### Exercise requirements:
According to the blog comments below, what two things happened late last year that led ER to resolve to stop being a dog with women?

### Study text:

    So one of my resolutions is to learn to let go, quickly, and without letting it affect my self-confidence. And to realize that if it was going to work, it would work. Basta.

    I’m sure this will be added to and amended as the year goes on.

  2. Bruce Daley Avatar

    My resolution is to become a world class date.

  3. Dating Goddess Avatar

    Who says you aren’t already?

    And what, exactly, is your definition of a world class date? Just so I have my expectations in order.

    🙂

  4. ER Avatar
    ER

    (This is my first post to a blog so please be gentle).

    My new year’s resolution is stop being a dog with women. I shudder to think about the number of women I’ve hurt over the years. Never intentionally, but I now know that the end result has often been that a lot of women I’ve seen have ended up with shattered egos and broken hearts.

    Like most guys, this never bothered me in the slightest, as I wasn’t really aware of the extent of the damage I was causing. Then late last year two things happened – First I saw “My name is Earl” on the TV. Second, for the first time in my life I had my heart broken by a woman. Yeah, I know you’d expect this to happen sooner to a 38 yeay old man, but it hadn’t. So how does seeing “My name is Earl” and getting my heart broken make me want to change? Simple – Like Earl in the TV show, I realized that karma was probably giving me a taste of what I had made women endure for many years, so I too decided to “…become a better person”. Corny…but true.

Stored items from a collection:

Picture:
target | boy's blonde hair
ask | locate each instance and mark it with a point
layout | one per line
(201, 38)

...

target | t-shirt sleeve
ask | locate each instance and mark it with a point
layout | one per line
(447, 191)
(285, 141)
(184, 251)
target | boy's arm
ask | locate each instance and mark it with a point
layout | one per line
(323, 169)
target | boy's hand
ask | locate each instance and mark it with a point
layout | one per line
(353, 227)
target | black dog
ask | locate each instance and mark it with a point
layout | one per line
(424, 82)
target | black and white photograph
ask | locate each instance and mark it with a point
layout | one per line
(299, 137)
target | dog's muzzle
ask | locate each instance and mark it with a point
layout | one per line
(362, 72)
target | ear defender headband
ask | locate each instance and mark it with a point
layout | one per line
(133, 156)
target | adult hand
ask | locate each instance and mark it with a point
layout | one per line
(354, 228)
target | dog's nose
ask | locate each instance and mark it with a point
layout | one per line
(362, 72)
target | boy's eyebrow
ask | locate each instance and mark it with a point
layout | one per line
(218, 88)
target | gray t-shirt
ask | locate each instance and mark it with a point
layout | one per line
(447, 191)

### Reply:
ER saw "My name is Earl" on TV and, for the first time, had his heart broken by a woman.